(Data supplied begins)

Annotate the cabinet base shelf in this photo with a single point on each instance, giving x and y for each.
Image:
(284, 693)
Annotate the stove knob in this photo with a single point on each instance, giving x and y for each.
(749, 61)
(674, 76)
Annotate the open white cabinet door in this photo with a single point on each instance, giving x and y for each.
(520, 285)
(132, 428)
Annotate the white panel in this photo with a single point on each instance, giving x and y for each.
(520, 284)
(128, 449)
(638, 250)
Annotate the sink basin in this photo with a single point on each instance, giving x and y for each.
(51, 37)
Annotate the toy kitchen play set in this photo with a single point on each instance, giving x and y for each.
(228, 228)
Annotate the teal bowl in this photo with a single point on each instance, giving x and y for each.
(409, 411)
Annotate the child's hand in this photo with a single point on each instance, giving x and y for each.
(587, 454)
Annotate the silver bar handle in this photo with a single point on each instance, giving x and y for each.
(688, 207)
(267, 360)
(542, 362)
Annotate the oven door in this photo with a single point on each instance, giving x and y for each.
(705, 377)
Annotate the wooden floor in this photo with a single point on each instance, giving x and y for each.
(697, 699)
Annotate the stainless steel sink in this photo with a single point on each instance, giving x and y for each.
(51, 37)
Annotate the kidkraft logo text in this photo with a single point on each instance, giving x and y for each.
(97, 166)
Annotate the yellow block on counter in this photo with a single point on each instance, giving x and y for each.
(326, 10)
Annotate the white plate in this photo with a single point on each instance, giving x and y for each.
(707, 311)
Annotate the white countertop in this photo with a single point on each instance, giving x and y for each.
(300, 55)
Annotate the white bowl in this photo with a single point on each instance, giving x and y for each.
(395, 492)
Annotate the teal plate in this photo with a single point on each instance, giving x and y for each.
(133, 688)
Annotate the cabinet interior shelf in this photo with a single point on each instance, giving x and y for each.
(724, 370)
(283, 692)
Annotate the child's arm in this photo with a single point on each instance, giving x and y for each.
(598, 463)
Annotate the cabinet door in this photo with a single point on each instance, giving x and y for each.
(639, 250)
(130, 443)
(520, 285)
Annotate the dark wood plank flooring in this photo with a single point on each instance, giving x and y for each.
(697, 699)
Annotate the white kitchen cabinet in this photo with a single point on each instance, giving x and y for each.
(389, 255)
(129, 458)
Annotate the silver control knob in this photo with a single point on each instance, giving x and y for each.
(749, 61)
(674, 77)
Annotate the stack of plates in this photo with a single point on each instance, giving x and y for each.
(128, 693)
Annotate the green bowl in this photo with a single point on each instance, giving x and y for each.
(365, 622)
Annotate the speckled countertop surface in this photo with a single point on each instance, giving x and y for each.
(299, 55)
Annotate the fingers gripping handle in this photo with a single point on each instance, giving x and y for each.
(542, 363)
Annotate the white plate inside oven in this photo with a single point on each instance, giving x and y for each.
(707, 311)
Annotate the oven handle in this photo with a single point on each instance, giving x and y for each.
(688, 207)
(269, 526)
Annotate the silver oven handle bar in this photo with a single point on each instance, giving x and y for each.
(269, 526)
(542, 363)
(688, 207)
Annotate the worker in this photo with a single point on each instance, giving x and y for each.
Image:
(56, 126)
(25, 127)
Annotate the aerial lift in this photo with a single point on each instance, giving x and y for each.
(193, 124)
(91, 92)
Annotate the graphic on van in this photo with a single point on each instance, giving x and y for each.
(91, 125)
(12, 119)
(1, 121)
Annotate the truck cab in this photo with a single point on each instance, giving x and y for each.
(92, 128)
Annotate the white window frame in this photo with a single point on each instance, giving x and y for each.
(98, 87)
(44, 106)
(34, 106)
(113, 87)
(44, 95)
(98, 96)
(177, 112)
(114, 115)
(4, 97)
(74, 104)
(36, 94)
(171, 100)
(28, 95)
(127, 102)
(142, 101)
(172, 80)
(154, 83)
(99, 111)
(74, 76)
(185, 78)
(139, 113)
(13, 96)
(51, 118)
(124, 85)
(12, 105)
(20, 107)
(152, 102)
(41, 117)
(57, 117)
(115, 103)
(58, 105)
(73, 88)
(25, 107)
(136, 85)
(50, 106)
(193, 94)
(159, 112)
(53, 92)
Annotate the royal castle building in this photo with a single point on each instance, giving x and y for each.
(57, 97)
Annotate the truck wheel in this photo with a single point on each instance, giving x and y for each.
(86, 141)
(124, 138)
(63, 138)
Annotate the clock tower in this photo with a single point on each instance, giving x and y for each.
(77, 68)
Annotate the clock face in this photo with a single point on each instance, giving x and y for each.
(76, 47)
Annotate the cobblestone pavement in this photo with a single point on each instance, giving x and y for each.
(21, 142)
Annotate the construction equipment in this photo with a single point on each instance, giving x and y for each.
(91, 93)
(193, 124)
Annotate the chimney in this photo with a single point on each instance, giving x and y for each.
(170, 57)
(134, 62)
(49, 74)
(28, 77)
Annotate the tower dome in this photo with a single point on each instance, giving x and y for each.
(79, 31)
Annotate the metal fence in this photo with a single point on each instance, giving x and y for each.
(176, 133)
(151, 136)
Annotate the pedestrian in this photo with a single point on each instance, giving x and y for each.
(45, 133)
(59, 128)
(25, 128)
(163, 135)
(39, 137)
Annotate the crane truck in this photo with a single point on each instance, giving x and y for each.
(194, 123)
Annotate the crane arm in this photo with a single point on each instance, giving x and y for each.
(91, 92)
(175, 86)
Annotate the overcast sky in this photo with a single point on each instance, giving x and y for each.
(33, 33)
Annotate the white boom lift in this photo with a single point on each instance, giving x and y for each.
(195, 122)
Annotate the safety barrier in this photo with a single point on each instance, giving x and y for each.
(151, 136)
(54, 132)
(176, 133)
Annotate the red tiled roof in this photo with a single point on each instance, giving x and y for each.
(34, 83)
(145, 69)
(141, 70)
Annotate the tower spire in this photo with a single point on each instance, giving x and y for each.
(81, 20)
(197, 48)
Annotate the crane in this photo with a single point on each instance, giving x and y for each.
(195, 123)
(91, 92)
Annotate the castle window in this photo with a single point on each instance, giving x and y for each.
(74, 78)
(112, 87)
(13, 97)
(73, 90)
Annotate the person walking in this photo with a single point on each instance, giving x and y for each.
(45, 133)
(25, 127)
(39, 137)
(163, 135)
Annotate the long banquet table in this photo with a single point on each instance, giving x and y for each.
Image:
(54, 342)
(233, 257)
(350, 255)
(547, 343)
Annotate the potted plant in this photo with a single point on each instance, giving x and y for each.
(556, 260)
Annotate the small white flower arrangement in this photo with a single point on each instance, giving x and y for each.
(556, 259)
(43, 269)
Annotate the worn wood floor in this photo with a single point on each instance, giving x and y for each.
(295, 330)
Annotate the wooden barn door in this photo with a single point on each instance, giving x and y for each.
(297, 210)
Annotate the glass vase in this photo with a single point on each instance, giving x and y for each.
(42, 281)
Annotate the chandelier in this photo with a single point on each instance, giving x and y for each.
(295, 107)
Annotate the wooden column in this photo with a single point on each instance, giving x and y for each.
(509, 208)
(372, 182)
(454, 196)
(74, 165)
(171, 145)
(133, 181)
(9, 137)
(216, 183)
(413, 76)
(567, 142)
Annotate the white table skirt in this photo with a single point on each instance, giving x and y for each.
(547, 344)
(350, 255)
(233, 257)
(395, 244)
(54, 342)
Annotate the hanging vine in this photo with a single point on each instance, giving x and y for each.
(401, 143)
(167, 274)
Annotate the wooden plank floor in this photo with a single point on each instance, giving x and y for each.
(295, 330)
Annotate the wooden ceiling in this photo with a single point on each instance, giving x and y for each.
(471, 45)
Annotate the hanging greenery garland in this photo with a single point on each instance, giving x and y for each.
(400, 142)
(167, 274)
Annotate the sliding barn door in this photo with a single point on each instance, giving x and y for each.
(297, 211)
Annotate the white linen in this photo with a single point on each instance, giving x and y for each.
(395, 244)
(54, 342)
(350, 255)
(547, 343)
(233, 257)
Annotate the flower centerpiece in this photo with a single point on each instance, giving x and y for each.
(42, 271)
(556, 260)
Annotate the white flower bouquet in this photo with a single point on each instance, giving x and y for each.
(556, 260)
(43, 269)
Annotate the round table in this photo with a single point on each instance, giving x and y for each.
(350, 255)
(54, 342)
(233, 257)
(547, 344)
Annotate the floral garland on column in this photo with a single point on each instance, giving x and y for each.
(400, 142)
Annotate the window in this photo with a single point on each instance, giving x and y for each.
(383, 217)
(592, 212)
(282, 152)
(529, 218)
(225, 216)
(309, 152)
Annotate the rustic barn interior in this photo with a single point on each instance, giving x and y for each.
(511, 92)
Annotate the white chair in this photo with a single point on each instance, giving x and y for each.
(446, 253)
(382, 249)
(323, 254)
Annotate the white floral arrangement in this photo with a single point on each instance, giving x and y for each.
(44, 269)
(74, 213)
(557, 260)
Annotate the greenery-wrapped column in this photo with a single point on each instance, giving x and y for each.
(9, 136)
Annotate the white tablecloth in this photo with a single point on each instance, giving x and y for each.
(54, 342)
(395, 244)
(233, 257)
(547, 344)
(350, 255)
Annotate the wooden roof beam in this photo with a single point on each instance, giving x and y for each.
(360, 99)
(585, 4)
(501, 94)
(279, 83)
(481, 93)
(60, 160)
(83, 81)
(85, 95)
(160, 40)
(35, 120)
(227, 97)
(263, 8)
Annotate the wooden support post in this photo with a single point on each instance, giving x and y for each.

(Data supplied ends)
(Data supplied begins)

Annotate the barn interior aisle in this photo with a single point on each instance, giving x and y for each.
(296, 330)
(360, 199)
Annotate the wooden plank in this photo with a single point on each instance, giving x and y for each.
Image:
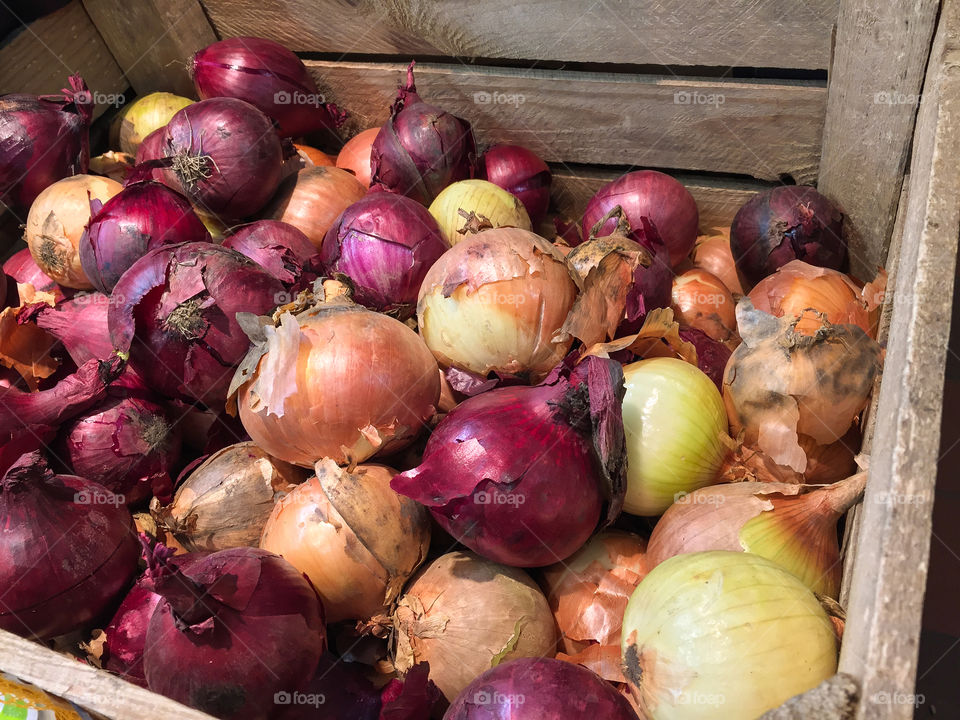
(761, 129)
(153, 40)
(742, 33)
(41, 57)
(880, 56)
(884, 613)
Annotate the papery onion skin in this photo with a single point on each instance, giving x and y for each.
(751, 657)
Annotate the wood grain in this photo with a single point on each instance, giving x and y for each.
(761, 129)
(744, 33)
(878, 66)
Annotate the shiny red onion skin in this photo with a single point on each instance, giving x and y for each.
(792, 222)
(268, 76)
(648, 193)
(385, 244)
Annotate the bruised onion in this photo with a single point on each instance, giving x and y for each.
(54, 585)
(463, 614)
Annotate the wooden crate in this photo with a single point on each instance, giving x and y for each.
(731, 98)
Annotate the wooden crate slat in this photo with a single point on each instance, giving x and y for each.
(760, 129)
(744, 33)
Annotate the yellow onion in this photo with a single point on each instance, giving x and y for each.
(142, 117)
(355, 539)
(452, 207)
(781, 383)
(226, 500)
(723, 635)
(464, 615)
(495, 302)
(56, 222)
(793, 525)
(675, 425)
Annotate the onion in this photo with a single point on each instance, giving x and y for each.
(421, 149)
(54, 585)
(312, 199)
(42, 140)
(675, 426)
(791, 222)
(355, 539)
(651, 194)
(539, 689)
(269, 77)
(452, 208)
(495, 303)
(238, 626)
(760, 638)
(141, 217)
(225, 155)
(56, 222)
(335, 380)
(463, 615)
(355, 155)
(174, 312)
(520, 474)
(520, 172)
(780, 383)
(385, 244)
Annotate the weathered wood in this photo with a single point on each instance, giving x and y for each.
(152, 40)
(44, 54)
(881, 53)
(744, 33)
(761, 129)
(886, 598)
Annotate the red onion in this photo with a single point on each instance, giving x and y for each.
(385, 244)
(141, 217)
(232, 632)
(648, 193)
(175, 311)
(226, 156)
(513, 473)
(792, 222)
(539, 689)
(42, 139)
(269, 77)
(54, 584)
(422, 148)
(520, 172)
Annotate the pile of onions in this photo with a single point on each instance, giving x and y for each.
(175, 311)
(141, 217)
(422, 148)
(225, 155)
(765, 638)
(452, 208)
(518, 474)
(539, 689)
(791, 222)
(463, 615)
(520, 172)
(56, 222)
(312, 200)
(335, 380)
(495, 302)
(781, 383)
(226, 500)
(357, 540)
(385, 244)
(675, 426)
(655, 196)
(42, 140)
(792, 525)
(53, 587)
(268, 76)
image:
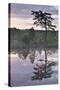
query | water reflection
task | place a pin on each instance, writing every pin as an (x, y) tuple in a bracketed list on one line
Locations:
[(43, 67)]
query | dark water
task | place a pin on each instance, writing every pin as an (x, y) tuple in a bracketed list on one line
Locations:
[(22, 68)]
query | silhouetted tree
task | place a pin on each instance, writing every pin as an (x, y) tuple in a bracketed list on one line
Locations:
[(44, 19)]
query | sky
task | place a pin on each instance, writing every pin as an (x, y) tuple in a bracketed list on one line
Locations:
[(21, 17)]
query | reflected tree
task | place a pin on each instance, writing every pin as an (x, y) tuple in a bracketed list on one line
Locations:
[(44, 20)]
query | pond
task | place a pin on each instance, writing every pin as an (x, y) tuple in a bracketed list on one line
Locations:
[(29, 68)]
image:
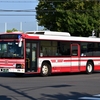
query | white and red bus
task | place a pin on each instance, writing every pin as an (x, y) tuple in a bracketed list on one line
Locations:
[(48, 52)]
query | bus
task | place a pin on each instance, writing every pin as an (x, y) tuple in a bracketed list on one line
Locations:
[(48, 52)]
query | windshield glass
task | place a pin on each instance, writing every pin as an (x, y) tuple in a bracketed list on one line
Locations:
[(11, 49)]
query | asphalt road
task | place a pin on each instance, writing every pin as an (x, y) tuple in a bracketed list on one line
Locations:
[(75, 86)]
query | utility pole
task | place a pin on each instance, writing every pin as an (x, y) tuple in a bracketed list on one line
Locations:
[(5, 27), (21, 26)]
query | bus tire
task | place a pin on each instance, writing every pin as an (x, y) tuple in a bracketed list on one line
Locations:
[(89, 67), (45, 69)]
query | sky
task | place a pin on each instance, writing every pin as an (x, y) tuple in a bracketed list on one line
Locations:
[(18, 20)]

(Data supplied ends)

Show me every line in the data above that includes "water".

**Written solution**
query | water reflection
query | dark water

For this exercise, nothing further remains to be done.